Dataset entries
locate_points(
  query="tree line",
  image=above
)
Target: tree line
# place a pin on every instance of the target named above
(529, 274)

-- Goal of the exercise --
Copy exactly. The range runs from the line containing "Target: tree line" through the last line of the data.

-- Worked solution --
Target: tree line
# place a pin on every instance of the target named above
(529, 274)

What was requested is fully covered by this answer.